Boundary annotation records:
────────────────

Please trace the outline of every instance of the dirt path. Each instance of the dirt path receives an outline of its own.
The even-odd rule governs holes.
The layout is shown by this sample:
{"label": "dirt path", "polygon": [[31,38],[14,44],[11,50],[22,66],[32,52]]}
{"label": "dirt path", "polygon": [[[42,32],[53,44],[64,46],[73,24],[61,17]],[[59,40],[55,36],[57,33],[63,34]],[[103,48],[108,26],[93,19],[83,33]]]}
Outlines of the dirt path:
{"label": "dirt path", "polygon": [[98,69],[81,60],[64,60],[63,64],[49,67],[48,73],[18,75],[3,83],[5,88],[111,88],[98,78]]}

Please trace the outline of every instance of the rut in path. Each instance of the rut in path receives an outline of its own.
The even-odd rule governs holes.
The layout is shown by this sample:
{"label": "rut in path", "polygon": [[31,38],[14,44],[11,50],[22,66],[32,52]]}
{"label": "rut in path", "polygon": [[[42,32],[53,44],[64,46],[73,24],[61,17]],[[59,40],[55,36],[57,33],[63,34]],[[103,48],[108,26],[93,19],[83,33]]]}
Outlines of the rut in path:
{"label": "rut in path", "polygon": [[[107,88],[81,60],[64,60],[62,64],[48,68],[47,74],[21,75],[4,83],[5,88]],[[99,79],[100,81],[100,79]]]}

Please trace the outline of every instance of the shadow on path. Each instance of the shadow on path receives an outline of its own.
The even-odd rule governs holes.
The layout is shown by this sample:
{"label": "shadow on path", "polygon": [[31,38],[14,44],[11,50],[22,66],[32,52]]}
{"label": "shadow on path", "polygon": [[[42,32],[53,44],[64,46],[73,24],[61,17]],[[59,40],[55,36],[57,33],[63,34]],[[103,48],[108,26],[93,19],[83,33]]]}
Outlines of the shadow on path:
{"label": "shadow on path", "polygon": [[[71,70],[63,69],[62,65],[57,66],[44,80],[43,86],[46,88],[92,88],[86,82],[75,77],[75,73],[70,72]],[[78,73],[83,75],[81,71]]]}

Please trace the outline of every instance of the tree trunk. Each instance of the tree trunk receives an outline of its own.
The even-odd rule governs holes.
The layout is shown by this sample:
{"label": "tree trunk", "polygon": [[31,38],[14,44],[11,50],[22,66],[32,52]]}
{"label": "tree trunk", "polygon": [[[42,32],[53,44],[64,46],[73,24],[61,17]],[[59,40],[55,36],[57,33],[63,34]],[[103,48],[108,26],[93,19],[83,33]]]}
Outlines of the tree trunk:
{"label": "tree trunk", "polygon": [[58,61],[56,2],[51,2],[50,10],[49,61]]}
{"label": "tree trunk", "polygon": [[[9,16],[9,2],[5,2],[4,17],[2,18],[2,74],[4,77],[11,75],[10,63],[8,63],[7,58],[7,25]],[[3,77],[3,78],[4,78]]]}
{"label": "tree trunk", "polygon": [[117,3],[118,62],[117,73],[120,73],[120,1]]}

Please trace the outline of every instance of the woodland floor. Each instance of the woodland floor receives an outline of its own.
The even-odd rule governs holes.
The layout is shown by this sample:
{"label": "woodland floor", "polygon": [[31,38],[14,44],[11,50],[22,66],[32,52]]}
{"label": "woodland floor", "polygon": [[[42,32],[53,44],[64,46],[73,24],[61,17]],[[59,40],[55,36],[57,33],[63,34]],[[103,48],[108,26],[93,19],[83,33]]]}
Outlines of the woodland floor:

────────────────

** TASK GOAL **
Output the lines of the records above as a JSON list of strings, with one string per line and blank lines omitted.

** EXPECTED ANSWER **
[
  "Please trace the outline of every instance of the dirt path. Each instance of the dirt path receives an outline of its own.",
  "The even-odd rule governs holes.",
  "The layout is shown by this sample:",
  "{\"label\": \"dirt path\", \"polygon\": [[31,38],[14,44],[11,50],[22,66],[32,52]]}",
  "{\"label\": \"dirt path\", \"polygon\": [[[42,32],[53,44],[64,46],[73,24],[61,17]],[[59,40],[55,36],[57,33],[63,34]],[[103,48],[108,26],[93,19],[83,33]]]}",
  "Outlines of the dirt path:",
  "{\"label\": \"dirt path\", \"polygon\": [[98,69],[81,60],[64,60],[63,64],[49,67],[48,73],[18,75],[3,83],[5,88],[111,88],[98,78]]}",
  "Please trace the outline of every instance of the rut in path. Each instance of the rut in path receives an outline of its own.",
  "The even-odd rule governs holes.",
  "The layout is shown by this sample:",
  "{\"label\": \"rut in path\", \"polygon\": [[31,38],[14,44],[11,50],[22,66],[32,52]]}",
  "{\"label\": \"rut in path\", \"polygon\": [[[42,32],[53,44],[64,46],[73,24],[61,17]],[[59,40],[55,36],[57,33],[63,34]],[[103,48],[108,26],[93,19],[83,33]]]}",
  "Outlines of the rut in path:",
  "{\"label\": \"rut in path\", \"polygon\": [[[107,88],[81,60],[64,60],[62,64],[48,68],[47,74],[21,75],[4,83],[5,88]],[[99,79],[100,81],[100,79]]]}",
  "Please trace the outline of every instance of the shadow on path. Each instance of the shadow on path receives an outline of its own.",
  "The even-odd rule governs holes.",
  "The layout is shown by this sample:",
  "{\"label\": \"shadow on path\", \"polygon\": [[31,38],[14,44],[11,50],[22,66],[32,52]]}",
  "{\"label\": \"shadow on path\", \"polygon\": [[[42,32],[53,44],[64,46],[73,24],[61,17]],[[59,40],[55,36],[57,33],[63,34]],[[103,48],[108,26],[93,19],[83,33]]]}",
  "Outlines of the shadow on path:",
  "{\"label\": \"shadow on path\", \"polygon\": [[[71,70],[63,69],[62,65],[57,66],[44,80],[43,86],[46,88],[92,88],[86,82],[75,77],[75,73],[70,72]],[[78,73],[83,75],[81,71]]]}",
  "Please trace the outline of every instance of the tree trunk. Each instance of the tree trunk receives an outline of its own.",
  "The even-odd rule governs holes.",
  "The layout is shown by this sample:",
  "{\"label\": \"tree trunk\", \"polygon\": [[31,38],[14,44],[11,50],[22,66],[32,52]]}",
  "{\"label\": \"tree trunk\", \"polygon\": [[[42,32],[53,44],[64,46],[73,24],[61,17]],[[59,40],[55,36],[57,33],[63,34]],[[103,48],[108,26],[93,19],[83,33]]]}",
  "Outlines of the tree trunk:",
  "{\"label\": \"tree trunk\", \"polygon\": [[58,61],[56,2],[51,2],[50,10],[49,61]]}",
  "{\"label\": \"tree trunk\", \"polygon\": [[[9,16],[9,2],[5,2],[4,17],[2,18],[2,74],[4,77],[11,75],[10,63],[8,63],[7,58],[7,25]],[[3,77],[3,78],[4,78]]]}",
  "{\"label\": \"tree trunk\", \"polygon\": [[117,3],[118,62],[117,73],[120,73],[120,1]]}",
  "Please trace the outline of every instance of the woodland floor. Each instance of the woodland floor receives an outline of its own.",
  "The even-odd rule governs holes.",
  "The layout is shown by this sample:",
  "{\"label\": \"woodland floor\", \"polygon\": [[31,38],[14,44],[11,50],[22,66],[32,52]]}",
  "{\"label\": \"woodland floor\", \"polygon\": [[[42,32],[53,44],[64,46],[73,24],[61,17]],[[59,40],[55,36],[57,33],[63,34]],[[103,48],[108,26],[93,19],[83,33]]]}",
  "Outlines of the woodland floor:"
]